Written exercise A |
Answer each of these questions about the passage given, one answer per line, marked (i), (ii), (iii) as below.
(i) How old is the girl whose point of view is one of the two in All the Water in the World?
(ii) What is the cash value of the Pat Kavanagh Prize?
(iii) In what year did the literary agent commemorated by the prize die?
Written exercise B | Go on with the passage about the novel and the writing prize, picking up after its final sentence.

Passage given |
═══

All the Water in the World is told from the alternating points of view of a fifteen year old girl in the last year of her life, and that of her mother who is faced with a secret her daughter left behind.    
 
The Pat Kavanagh Prize is presented annually to an outstanding graduate of the MA Creative & Live Writing programme at Goldsmiths.  The £500 prize, created in memory of the much-admired literary agent, who died in 2008, is a awarded by a team of her colleagues at United Agents.  Previous winners were Jonathan Holt, David Nash, Giovanna Iozzi, Julia Rotte, Luiza Sauma, Paul Carney and Bex Barton.

═══

Data lines |
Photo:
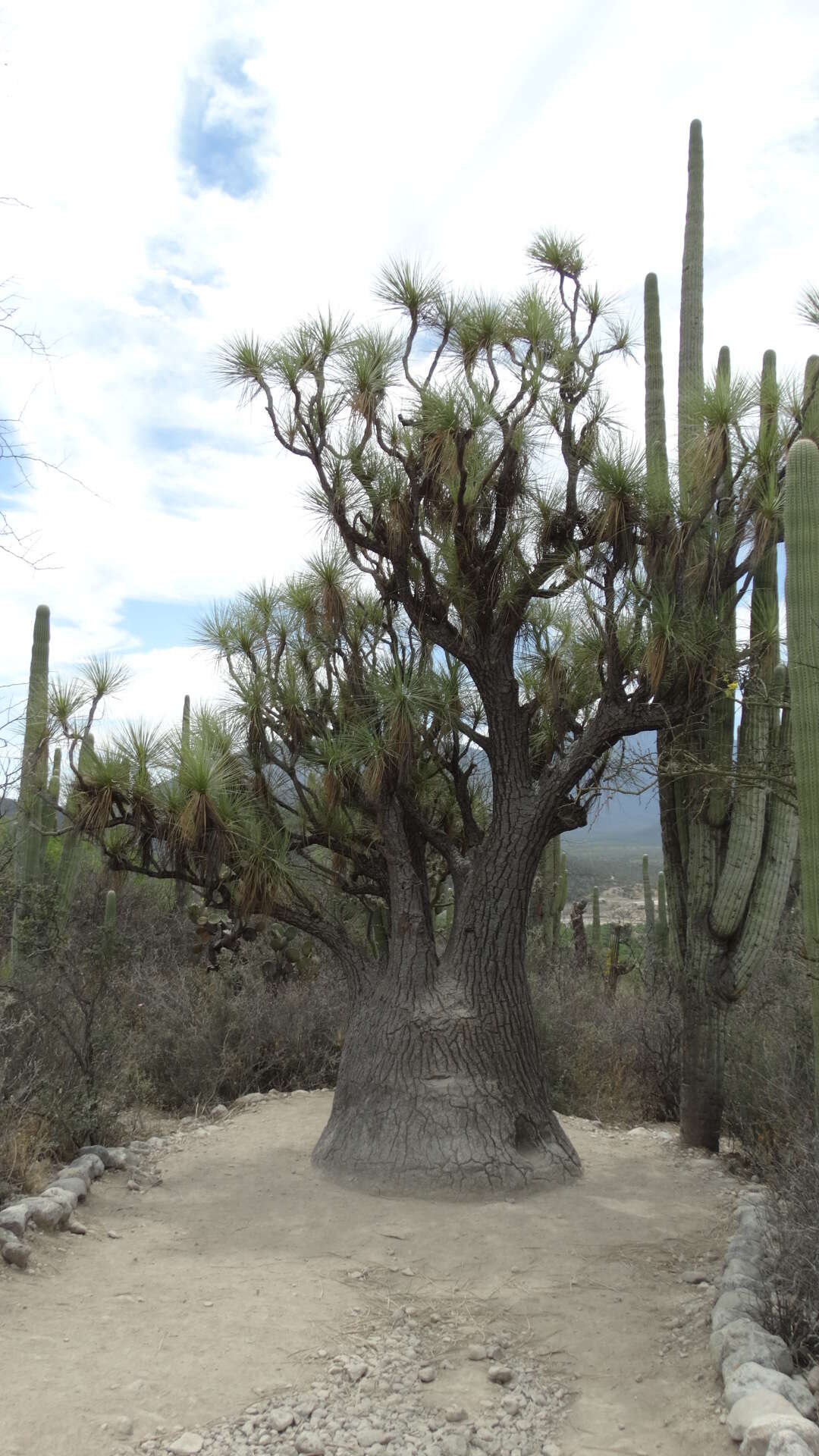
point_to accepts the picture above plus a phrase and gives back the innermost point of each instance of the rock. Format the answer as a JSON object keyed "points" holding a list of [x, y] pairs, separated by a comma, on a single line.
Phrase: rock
{"points": [[143, 1178], [14, 1250], [188, 1443], [49, 1213], [760, 1436], [71, 1180], [309, 1445], [455, 1445], [15, 1218], [500, 1375], [752, 1407], [744, 1340], [752, 1376], [739, 1274], [733, 1305], [108, 1156], [786, 1443], [60, 1194], [91, 1163]]}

═══

Final answer A |
(i) Fifteen
(ii) £500
(iii) 2008

Final answer B |
Blake Morrison, Professor of Creative Writing at Goldsmiths, said:
 
'Sarah Ballard and her colleagues at United Agents who judge the prize felt that this year's was an especially strong shortlist, so it's all the more commendable that Karen should have won. Her novel is told from the point of view both of a teenage girl who's terminally ill and of her mother - tough subject matter but tackled with real insight in beautifully written prose.'
 
Karen Raney runs the Doctorate in Fine Art at University of East London and is author of Art in Question and other works of art theory.  She has been a nurse in the San Francisco county jail, education officer for Arts Council England, and editor of the art journal engage.  She lives in London.
 
The Pat Kavanagh Prize readings and awards ceremony was held on 11 January in the Richard Hoggart Building at Goldsmiths, University of London.  The other shortlisted writers were Anne Bayley, Amanda Chan Liling, Oliver Maitland Hudson, Fiona Mason and Joanna Munro.